▶ **WHAT TO PRODUCE**
Please reproduce every line of the rows below word for word, leaving the pictures out of your answer.
--- Begin ---
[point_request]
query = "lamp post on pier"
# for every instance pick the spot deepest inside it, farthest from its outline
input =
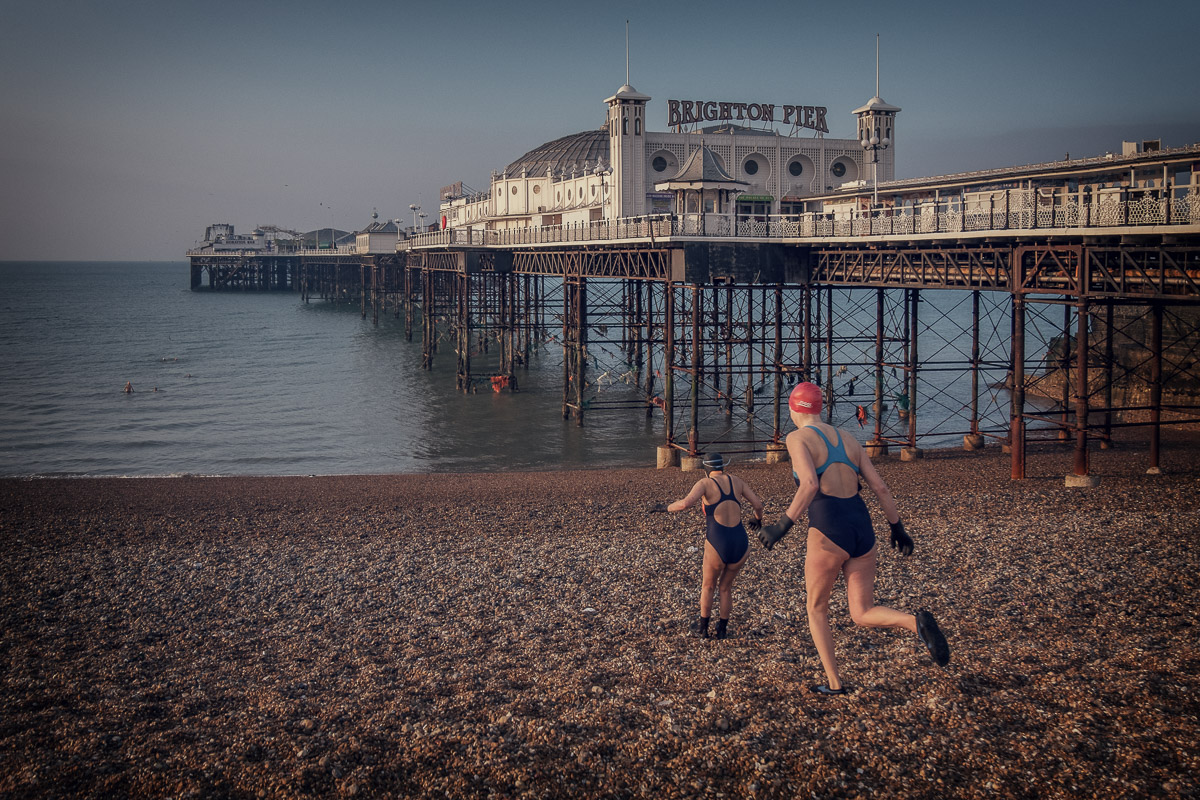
(873, 144)
(875, 121)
--- End ---
▶ **REPLY**
[point_request]
query = "lamp post on pier"
# for every instance pick the spot deepest inside it, farthest from its outline
input =
(873, 144)
(875, 121)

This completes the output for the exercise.